━━━━━ THE RECORDS ━━━━━

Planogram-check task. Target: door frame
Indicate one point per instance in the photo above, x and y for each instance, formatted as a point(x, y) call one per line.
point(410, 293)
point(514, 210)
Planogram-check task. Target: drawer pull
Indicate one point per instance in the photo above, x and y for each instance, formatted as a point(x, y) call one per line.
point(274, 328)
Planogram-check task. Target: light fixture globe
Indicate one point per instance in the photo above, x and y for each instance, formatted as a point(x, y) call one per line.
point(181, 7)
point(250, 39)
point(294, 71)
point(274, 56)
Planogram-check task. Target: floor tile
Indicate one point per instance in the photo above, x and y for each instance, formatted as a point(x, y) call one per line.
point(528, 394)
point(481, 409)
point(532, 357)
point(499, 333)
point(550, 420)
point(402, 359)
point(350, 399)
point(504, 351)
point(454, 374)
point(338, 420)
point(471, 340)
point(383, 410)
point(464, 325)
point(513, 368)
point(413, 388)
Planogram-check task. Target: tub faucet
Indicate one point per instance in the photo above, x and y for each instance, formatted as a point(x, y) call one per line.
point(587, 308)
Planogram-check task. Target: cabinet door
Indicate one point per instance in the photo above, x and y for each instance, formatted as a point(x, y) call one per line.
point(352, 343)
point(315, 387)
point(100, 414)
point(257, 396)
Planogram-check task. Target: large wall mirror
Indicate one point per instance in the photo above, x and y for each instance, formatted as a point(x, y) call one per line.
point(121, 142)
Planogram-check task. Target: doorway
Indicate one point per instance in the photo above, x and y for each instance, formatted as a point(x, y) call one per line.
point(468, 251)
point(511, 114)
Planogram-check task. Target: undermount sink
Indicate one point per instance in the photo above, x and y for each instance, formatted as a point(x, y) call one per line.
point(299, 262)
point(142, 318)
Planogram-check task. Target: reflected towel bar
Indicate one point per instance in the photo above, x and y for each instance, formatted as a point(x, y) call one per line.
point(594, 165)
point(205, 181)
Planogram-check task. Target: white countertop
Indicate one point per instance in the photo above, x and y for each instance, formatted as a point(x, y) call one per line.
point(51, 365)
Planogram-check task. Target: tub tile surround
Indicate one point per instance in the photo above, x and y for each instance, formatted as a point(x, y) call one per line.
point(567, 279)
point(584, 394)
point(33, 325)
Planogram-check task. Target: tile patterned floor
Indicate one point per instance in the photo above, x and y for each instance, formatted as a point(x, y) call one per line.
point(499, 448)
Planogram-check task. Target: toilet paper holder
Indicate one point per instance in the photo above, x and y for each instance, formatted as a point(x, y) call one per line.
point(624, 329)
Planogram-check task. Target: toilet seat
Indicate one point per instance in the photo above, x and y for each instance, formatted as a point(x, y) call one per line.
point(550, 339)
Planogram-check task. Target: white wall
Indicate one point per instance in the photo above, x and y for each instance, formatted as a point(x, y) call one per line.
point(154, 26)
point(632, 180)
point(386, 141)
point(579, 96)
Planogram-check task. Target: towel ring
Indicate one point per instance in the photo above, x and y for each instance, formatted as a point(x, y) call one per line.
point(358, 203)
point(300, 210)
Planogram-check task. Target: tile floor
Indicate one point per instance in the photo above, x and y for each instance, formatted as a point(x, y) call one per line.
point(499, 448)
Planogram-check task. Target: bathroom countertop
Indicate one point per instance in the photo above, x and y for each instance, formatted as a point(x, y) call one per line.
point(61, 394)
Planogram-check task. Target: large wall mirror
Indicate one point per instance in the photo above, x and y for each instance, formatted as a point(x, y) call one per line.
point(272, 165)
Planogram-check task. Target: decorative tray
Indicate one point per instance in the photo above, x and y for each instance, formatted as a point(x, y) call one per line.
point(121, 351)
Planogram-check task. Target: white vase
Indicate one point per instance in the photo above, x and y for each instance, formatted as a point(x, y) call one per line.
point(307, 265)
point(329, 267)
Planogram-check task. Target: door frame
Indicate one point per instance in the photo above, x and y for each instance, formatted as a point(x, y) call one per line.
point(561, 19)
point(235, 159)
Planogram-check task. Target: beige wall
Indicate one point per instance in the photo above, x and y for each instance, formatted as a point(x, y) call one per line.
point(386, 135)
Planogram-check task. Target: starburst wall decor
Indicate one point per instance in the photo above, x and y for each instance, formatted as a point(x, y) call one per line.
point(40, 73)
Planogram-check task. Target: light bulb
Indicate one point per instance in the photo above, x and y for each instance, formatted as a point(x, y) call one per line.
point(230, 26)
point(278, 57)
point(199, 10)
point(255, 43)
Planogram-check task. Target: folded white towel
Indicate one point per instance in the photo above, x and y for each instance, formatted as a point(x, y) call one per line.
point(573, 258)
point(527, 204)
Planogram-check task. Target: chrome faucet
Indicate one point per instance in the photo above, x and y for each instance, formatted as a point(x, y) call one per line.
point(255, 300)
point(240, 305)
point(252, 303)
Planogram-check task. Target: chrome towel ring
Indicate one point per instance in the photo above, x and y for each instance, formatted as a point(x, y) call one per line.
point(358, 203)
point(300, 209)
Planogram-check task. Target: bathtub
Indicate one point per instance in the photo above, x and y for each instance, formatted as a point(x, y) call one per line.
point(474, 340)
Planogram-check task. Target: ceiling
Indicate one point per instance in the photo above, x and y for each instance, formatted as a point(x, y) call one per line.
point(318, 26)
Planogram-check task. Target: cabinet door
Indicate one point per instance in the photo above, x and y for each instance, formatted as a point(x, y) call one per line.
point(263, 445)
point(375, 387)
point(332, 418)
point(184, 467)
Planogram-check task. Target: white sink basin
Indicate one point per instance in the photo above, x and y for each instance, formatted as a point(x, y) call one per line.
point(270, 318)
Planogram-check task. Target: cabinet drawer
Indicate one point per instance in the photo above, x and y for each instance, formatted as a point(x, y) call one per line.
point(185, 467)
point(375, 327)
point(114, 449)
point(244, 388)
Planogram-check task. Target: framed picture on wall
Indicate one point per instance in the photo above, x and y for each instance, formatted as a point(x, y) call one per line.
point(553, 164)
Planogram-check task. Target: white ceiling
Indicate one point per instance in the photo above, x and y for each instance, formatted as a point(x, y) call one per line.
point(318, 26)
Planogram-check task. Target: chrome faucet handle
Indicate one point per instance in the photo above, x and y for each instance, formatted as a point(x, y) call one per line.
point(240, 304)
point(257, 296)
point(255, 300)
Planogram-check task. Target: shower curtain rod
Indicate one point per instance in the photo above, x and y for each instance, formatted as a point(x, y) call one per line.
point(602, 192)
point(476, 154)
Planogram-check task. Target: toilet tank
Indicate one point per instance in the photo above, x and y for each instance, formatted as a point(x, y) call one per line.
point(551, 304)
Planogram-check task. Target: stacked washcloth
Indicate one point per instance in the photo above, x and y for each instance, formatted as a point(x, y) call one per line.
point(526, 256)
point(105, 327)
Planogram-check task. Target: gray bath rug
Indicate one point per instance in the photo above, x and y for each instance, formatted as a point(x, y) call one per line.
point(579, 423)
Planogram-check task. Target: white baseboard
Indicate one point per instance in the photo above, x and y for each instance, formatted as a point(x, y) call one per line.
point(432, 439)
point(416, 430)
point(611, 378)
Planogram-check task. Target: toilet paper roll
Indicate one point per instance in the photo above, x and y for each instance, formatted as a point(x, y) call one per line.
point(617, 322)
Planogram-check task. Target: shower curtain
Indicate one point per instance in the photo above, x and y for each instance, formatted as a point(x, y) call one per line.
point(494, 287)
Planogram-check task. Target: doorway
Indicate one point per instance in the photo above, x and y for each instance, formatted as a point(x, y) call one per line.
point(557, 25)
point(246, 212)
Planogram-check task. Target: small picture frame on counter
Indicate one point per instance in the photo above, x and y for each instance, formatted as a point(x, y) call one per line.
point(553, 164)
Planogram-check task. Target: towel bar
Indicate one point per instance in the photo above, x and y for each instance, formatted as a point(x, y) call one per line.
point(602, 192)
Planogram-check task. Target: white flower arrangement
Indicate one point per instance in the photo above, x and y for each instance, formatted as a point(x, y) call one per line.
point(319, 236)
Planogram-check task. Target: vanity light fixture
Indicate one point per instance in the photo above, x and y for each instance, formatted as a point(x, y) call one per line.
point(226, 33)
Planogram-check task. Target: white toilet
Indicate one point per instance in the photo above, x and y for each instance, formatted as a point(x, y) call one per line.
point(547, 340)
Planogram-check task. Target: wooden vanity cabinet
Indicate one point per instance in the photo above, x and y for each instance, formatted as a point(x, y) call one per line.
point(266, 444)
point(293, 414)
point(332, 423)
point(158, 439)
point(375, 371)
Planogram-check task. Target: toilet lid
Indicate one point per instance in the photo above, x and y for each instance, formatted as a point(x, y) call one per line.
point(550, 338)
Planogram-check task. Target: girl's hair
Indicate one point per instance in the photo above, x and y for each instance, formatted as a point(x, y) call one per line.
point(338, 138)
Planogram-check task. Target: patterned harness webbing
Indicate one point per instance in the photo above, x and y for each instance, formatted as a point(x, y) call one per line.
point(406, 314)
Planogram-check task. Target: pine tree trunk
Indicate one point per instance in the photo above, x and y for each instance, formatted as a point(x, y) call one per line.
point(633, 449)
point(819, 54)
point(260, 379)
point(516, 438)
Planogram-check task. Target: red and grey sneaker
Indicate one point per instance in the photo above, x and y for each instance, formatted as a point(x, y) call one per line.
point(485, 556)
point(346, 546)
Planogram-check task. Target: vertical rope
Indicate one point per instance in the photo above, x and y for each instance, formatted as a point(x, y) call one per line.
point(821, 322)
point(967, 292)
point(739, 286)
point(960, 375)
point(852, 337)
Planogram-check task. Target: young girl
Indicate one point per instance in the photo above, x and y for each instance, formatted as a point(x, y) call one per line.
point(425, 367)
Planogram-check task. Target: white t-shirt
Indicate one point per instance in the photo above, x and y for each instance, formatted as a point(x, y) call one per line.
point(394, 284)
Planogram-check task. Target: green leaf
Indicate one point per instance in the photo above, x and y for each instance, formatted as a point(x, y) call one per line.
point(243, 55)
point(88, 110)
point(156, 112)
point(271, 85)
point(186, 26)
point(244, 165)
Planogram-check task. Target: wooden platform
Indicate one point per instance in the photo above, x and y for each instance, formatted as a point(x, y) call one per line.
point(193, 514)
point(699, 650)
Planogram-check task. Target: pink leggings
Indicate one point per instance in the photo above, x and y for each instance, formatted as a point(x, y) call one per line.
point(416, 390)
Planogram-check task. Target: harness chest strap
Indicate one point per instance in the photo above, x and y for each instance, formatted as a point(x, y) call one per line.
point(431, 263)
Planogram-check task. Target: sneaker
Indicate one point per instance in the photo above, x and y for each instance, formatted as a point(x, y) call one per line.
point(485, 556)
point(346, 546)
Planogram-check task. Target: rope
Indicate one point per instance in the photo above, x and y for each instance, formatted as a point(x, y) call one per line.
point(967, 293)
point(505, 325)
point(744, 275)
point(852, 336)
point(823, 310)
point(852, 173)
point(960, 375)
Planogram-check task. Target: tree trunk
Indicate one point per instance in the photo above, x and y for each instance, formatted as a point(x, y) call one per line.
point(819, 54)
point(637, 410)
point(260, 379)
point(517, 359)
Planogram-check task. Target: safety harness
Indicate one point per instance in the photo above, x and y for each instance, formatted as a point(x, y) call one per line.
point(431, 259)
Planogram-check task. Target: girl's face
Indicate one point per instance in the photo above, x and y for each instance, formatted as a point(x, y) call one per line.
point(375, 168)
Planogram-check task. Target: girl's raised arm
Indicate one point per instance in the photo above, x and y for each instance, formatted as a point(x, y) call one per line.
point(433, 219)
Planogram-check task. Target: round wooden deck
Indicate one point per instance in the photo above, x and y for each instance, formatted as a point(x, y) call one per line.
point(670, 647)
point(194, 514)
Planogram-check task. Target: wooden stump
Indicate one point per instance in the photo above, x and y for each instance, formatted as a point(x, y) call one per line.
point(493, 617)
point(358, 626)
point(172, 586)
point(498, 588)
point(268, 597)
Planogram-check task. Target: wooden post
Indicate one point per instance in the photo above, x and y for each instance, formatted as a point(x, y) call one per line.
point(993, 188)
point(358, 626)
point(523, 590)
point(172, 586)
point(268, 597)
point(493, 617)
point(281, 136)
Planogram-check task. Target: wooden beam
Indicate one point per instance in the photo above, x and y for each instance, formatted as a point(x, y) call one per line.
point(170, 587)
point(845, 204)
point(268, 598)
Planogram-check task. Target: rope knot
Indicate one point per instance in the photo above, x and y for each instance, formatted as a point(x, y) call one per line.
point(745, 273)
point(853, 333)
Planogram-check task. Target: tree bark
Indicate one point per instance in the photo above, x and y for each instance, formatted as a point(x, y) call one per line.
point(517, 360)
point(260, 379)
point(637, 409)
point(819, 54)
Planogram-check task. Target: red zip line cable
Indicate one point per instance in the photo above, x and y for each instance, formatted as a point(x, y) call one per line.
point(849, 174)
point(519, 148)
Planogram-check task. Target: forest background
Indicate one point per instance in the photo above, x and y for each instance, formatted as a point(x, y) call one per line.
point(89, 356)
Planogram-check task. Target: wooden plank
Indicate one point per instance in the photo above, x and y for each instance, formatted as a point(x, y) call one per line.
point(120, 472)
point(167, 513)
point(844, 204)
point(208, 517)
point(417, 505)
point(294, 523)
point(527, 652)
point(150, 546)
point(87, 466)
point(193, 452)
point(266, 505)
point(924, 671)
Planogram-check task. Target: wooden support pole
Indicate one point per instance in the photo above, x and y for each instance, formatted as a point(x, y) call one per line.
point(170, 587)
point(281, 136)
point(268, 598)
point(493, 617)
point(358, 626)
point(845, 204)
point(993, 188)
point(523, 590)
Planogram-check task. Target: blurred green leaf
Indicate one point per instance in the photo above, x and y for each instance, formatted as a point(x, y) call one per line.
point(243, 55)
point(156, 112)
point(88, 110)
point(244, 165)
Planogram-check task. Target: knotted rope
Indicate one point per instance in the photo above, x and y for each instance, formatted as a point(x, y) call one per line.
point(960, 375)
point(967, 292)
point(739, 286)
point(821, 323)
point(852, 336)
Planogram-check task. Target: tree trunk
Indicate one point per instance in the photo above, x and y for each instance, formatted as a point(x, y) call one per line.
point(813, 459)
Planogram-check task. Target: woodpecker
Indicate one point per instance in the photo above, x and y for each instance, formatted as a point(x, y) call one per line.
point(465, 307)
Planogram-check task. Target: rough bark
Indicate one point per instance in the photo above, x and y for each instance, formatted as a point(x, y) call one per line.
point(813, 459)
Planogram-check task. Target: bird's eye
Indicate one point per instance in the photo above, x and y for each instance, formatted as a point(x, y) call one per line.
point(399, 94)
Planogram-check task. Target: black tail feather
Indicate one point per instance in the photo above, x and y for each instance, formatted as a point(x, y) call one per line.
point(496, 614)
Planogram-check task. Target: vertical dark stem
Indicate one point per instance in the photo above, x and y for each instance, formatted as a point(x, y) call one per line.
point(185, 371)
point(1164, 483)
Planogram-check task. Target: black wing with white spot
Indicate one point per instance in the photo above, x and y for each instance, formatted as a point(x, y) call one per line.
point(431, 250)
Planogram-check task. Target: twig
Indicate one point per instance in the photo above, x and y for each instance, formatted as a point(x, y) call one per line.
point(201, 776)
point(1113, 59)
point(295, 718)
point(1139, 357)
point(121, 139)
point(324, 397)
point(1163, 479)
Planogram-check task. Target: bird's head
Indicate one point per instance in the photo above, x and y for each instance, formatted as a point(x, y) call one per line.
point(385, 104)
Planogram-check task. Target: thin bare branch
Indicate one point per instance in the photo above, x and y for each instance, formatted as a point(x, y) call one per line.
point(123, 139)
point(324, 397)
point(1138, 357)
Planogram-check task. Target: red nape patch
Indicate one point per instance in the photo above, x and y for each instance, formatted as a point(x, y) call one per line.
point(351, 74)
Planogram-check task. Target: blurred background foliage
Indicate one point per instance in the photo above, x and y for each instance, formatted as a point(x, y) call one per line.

━━━━━

§ **WHAT IS BEING ASKED**
Exactly the lines above from the one with "Planogram-check task. Target: white t-shirt" to the one with "Planogram-check task. Target: safety harness", both included, are to be quoted; leave the rest out.

§ **RESULT OF THIS TASK**
Planogram-check task. Target: white t-shirt
Indicate one point per instance in the photo above, x and y for each instance, formatted as a point(x, y) call one per line.
point(394, 284)
Planogram-check task. Target: green leaf
Indicate one point per instance in the photo above, x and y for each instance, formatted as a point(x, y) call one per line.
point(243, 55)
point(88, 110)
point(156, 112)
point(271, 85)
point(186, 26)
point(244, 165)
Planogram-check task. Target: wooden platform
Indicate one point per instance in the photo above, x and y for each instance, formatted as a point(x, y) call one per line.
point(193, 514)
point(699, 650)
Planogram-check task. Target: pink leggings
Indicate one point per instance in the photo above, x and y for each instance, formatted as a point(x, y) call one per line.
point(416, 390)
Planogram-check task. Target: harness chest strap
Indicate one point per instance in the photo above, x and y for each instance, formatted as a point(x, y) call one per line.
point(431, 263)
Planogram-check task. Target: sneaker
Indicate one point per instance in the photo above, x and y for each instance, formatted as a point(x, y) call one per line.
point(485, 556)
point(346, 546)
Planogram-check task. Target: rope
Indicate one point per instance in the photo above, x and y for each instance, formatted as a point(x, y) call one per line.
point(967, 293)
point(505, 325)
point(744, 275)
point(852, 336)
point(823, 310)
point(852, 173)
point(960, 375)
Planogram-check task. Target: tree trunk
Indicate one point per instance in the photo above, x and y for each instance, formatted as a point(x, y) call one per line.
point(819, 54)
point(637, 410)
point(260, 379)
point(517, 359)
Planogram-check task. Target: safety harness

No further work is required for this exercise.